WORK REQUEST: Every line from the top of the material through the line holding "Put a marker on every instance of the white" should be copied exactly, and only those lines.

GIVEN DATA:
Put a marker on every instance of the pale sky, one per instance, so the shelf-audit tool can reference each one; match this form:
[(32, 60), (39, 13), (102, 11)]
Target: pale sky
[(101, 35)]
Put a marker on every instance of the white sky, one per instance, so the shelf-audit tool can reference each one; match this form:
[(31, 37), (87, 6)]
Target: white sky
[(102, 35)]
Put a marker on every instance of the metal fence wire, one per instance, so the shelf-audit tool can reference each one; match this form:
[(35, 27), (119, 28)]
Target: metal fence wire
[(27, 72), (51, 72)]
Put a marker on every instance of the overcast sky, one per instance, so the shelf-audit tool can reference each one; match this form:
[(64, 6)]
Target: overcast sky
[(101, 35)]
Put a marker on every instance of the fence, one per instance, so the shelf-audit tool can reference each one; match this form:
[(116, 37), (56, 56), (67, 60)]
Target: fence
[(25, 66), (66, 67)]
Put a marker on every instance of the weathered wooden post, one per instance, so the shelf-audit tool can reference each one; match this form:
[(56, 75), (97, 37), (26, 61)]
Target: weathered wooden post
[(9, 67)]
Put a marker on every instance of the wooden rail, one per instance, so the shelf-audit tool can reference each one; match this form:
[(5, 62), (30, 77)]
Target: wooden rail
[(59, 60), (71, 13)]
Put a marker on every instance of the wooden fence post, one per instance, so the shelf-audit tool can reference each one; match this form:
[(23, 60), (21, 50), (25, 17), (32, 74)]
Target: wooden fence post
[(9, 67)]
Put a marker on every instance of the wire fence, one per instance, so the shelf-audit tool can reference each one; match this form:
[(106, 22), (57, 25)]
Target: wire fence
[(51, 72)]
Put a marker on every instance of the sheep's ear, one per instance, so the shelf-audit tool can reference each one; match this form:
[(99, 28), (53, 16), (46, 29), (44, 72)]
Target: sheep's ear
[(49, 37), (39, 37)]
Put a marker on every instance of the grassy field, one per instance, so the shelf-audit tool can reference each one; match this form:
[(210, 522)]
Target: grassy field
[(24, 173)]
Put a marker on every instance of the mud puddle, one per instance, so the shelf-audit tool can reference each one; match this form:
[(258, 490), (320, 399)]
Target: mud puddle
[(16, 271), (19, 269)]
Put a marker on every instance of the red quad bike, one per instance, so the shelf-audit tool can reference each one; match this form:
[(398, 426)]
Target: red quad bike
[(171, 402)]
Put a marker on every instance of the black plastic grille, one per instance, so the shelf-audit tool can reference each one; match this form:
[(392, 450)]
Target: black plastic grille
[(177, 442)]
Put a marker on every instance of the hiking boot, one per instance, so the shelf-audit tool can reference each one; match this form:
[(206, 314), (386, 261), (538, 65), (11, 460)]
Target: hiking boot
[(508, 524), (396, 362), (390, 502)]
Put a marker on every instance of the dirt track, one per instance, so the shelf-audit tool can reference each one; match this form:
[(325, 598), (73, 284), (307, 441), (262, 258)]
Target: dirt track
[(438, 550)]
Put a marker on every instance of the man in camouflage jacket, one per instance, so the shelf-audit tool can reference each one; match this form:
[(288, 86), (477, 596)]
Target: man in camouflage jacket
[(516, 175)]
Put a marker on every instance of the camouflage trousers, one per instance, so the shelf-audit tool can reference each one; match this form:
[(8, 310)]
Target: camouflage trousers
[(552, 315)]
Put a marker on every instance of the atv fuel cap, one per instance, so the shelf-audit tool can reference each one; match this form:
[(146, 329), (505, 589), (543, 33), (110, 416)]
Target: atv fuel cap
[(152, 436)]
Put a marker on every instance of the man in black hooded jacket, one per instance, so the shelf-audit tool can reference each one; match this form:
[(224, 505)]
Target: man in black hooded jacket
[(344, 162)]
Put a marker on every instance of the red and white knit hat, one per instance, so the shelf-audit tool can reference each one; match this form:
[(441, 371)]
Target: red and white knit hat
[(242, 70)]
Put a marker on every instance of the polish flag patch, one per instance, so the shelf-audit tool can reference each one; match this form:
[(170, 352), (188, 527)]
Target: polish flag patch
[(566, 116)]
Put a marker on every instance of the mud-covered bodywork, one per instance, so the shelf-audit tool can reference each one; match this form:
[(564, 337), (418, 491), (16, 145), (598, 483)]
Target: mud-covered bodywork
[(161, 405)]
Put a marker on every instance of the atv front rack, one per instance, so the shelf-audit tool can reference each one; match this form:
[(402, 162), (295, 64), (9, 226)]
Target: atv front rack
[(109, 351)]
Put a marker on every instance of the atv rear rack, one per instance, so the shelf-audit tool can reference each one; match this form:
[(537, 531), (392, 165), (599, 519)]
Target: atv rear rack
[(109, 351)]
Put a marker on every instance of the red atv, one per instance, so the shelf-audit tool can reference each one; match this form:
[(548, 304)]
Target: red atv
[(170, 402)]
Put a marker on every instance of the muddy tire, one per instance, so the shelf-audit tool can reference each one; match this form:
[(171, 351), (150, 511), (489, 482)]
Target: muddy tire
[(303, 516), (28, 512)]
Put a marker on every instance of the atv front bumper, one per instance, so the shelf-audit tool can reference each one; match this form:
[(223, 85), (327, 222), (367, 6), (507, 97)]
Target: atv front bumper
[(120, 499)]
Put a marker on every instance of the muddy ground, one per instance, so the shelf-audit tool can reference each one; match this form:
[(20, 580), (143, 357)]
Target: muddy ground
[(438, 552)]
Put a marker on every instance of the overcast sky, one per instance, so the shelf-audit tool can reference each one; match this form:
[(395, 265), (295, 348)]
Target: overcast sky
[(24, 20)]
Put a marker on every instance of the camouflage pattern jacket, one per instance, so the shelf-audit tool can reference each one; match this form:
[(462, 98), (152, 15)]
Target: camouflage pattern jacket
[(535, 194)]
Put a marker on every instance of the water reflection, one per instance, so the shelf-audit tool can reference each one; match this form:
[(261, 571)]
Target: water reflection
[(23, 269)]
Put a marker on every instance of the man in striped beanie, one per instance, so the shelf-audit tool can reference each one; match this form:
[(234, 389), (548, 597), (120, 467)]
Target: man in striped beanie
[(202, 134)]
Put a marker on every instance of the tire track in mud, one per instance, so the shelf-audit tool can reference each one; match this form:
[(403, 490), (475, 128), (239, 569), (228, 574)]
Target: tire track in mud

ANSWER SPACE:
Put a marker on every instance of the pale sky, one per instance, so the shelf-audit tool can reference each one; match this form:
[(32, 60), (39, 13), (102, 11)]
Target: pale sky
[(101, 35)]
Put a marker on every instance of the white sky, one per instance, so the shelf-audit tool can reference each one; match this form:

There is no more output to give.